Directions for this task =>
Count how many lines in the listing below contain the string "answer", treating uppercase and lowercase as different, and reply with that number alone.

Data shown =>
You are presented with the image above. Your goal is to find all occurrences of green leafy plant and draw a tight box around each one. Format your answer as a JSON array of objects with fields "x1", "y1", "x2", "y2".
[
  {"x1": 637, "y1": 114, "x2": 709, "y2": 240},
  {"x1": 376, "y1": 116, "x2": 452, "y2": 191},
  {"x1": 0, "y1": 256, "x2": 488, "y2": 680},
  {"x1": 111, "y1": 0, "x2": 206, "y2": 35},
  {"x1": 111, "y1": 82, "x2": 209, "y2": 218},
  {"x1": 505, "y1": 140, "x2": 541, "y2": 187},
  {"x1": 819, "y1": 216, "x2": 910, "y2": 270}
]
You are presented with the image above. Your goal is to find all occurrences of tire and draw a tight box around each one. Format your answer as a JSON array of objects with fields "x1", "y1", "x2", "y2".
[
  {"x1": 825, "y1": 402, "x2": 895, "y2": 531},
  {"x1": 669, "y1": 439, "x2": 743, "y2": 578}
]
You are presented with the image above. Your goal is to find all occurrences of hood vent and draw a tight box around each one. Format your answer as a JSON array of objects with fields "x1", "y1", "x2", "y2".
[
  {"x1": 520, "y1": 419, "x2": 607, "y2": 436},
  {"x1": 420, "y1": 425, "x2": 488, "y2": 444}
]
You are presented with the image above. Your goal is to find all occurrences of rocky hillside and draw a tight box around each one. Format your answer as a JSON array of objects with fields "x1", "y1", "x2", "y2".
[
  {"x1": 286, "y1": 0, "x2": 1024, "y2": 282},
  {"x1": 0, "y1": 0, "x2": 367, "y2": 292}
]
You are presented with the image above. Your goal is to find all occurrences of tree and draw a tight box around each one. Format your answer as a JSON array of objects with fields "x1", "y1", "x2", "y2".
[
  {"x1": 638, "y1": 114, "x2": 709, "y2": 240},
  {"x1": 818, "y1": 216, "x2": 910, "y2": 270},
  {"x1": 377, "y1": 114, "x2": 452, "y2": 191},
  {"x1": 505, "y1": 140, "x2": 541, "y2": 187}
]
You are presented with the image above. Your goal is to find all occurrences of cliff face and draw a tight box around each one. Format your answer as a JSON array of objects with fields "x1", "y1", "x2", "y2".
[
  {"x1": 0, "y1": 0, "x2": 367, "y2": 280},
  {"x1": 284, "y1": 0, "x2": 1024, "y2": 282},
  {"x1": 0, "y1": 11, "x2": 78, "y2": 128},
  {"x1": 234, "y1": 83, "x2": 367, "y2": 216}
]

Output below =>
6